The university said the vaccination clinic will reopen on Friday from 9am to 5pm, and advised people to be in the queue by 2pm.
Share
Want LBC stories before everyone else? Set us as your Preferred Source on Google
More than 100 students in Kent have been turned away while trying to get a meningitis vaccine after officials closed the queue.
The University of Kent said it had closed the vaccine queue on its Canterbury campus "due to capacity" because it needed to finish the clinic by 5pm.
More than 100 people who had been waiting for a jab were turned away, according to estimates of the queue size.
In a Facebook post on the day confirmed or suspected meningitis cases rose to 27, the university said: "The queue has been closed as nursing staff are unable to see any more people within the clinic's remaining opening hours today.
"The team have been working incredibly hard to vaccinate as many people as possible."
The university said the vaccination clinic will reopen on Friday from 9am to 5pm, and advised people to be in the queue by 2pm.
At 4.10pm on Thursday, students were still trying to join the queue but security staff turned them away.
Dozens who had already been waiting in line were also told to go home.
Those trying to join were told that medical staff administering vaccines had to work out how many people they could fit in before the service officially closed at 5pm.
It is understood staff wanted to vaccinate the final person at 4.30pm, in order to give them enough time to sit during the necessary 15-minute observation period to ensure they had no immediate side-effects.
Earlier on Thursday, Health Secretary Wes Streeting said more people affected by the meningitis outbreak will be vaccinated.
Mr Streeting said anyone who attended local venue Club Chemistry from March 5 until March 15 would be offered the jab, alongside sixth-formers at four schools and other university students in Canterbury.

- DATA TO EXAMINE -
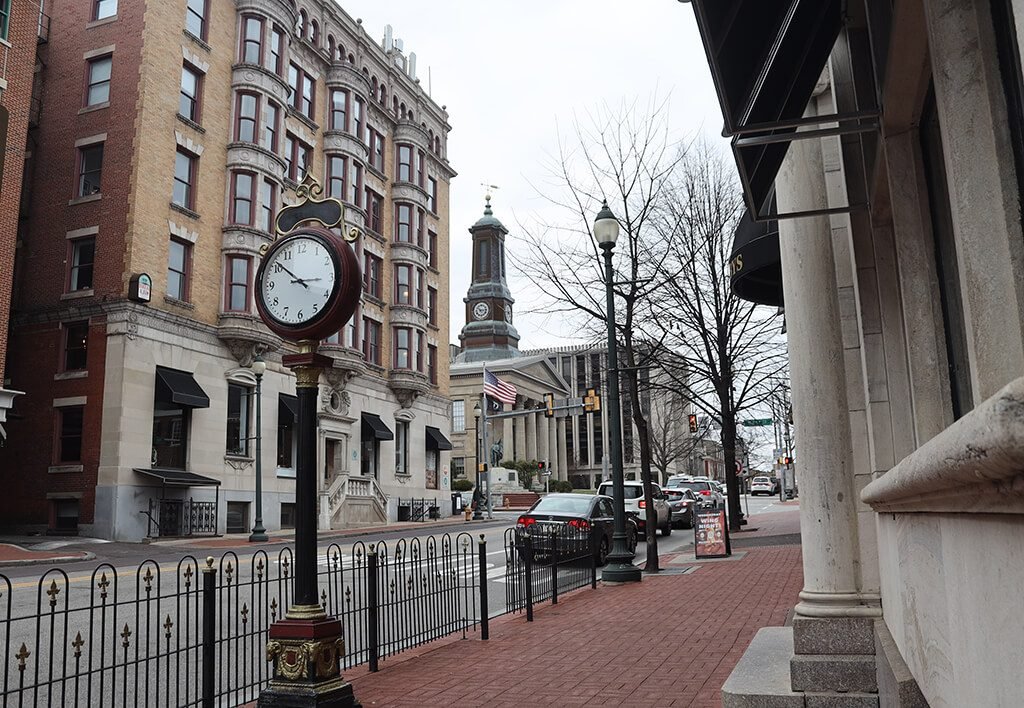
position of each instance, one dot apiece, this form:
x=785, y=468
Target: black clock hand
x=297, y=279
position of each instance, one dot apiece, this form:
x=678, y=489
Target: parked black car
x=580, y=511
x=684, y=505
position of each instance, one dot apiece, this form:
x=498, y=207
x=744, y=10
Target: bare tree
x=624, y=155
x=724, y=354
x=671, y=439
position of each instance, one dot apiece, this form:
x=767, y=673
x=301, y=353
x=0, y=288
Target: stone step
x=813, y=700
x=830, y=673
x=834, y=635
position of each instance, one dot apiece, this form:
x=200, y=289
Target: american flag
x=498, y=389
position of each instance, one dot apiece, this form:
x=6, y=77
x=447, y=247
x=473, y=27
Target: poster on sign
x=711, y=536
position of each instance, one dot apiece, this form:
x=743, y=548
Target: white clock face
x=298, y=281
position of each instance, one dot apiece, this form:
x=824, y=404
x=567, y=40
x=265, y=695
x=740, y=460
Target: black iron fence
x=543, y=560
x=194, y=633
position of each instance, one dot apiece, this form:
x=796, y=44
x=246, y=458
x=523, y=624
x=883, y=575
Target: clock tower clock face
x=299, y=280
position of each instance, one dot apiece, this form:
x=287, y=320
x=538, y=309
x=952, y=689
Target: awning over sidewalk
x=177, y=477
x=180, y=387
x=766, y=57
x=755, y=263
x=436, y=440
x=374, y=427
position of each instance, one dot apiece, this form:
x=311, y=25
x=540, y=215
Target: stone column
x=543, y=446
x=531, y=435
x=827, y=503
x=563, y=459
x=983, y=189
x=506, y=424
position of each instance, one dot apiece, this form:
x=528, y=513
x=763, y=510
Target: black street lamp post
x=258, y=534
x=620, y=568
x=478, y=491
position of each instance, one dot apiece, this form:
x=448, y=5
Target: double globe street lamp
x=620, y=568
x=258, y=534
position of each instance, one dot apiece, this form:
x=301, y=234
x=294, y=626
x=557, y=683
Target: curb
x=86, y=555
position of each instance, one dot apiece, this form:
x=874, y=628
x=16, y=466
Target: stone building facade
x=885, y=153
x=571, y=444
x=24, y=34
x=171, y=133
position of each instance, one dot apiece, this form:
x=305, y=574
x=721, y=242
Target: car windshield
x=629, y=491
x=555, y=504
x=695, y=486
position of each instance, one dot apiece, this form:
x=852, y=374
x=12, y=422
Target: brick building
x=23, y=29
x=171, y=133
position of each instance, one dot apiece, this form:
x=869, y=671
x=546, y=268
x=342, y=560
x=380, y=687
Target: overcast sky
x=511, y=72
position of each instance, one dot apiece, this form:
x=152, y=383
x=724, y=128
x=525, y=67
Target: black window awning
x=179, y=387
x=756, y=265
x=374, y=427
x=436, y=440
x=178, y=477
x=766, y=57
x=288, y=405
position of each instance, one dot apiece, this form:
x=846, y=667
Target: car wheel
x=602, y=550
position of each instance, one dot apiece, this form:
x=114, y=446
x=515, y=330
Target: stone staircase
x=520, y=500
x=351, y=501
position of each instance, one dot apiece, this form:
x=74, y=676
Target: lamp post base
x=306, y=649
x=620, y=568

- YOUR TASK -
Return the stretch of the news report on the Kent meningitis vaccine queue from "At 4.10pm on" through "to go home.", copied word for word. The material comes from a separate source unrelated to the news report.

- RESULT OF THE EXERCISE -
At 4.10pm on Thursday, students were still trying to join the queue but security staff turned them away.
Dozens who had already been waiting in line were also told to go home.